» Page excerpt:
We traveled to the north of Spain before we went to the south, as if a long road-trip through Spain was an essential prelude to swimming across the Strait. We wanted to spend some time amongst the waves, cool waters, and green countryside of northern Spain, and compete in a 2.5km swim across the bay of Santander. Northern Spain reminded me a lot of Humboldt County by how the conifers touch the very lips of the cliffs and the ocean churns below, and in fact the geography of Spain reminds me a lot of California as a whole: green and rainy in the north, and hot and dry in the south. We both finished eighth in the competition, I finished eighth overall and Margarita finished eighth out of the females, but were both swimming really fast. I, at least, felt like I was sprinting a whole 2.5km, but didn’t finish as well as I did in the competitions in Guadalajara, nor did Margarita. The level of open water swimming was higher in the north of Spain than in central Spain, we decided.
I hid the tubs of Vaseline and lanoline behind the drivers seat and tried to forget my fear of getting cold while swimming across the Strait. But every time we unpacked the car to move from one campsite to another, or searched the vehicle for our goggles or towel as we disembarked to another beautiful beach, I would instinctually pick up the tubs of grease to make sure that they were still there, open them, even smell them, and question whether these mixed together would create that layer of blubber I have always dreamt of. Marga would catch me and remind me to no pensarlo, but this great unknown and deep fear of swimming the Strait without a wetsuit and getting too cold to continue kept resurfacing, and not only with those tubs of grease, but every time I thought of the swim. I wasn’t sure how I would do the swim, either in a wetsuit or without, until the very morning that I set off to swim towards Morocco.

» To be done:
1 > In the travel account, what place did Margarita finish among the females in the Santander swim?
2 > List every geographic place name mentioned in the travel account.
3 > Write the next part of the travel account, starting after its final sentence.
The listing has no connection to the travel account.

» Data segment:

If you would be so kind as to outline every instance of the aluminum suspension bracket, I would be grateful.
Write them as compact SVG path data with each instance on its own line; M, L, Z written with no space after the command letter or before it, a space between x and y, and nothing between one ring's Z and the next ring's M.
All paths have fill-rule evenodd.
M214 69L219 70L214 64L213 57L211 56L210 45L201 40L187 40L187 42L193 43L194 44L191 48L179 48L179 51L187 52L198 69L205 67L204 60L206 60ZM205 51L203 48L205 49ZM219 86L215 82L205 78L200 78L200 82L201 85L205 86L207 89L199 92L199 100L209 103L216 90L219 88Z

» Results:
1 > She finished eighth out of the females.

2 > Spain, the Strait, Santander, Humboldt County, California, Guadalajara, Morocco

3 >
We drove from the Cantabria Sea of northern Spain to Seville, the capital of Andalusia, on Tuesday the 15th. Everybody told us that it would be such a long drive, but it was much shorter than any of the many times I’ve traversed the length of California either on a Greyhound bus or with some member of my family. I was reminded, again, that the American conception of space is much different than the European. You can drive across Spain in a 8 hours and in California you’ll only get from San Diego to San Francisco. And for Americans, spending 8 hours in a car is somewhat of a normal road trip, while in Spain it would be excessive or a paliza.
Margarita’s aunt Incarnacion and her uncle Ignacio welcomed us into their home that night and showed us around Seville the next day. The city was beautifully vibrant and full of orange trees and jasmine vines and reminded me of Tunis. I saw myself there for more than the day we spent, and it seems like I’ll be returning there to talk with officials in Andalusia about the possibility of getting financial and media support from them for the swim I’m trying to put together for next year; the Moroccan, Spanish and American team of swimmers that will cross the Strait of Gibraltar twice as a relay.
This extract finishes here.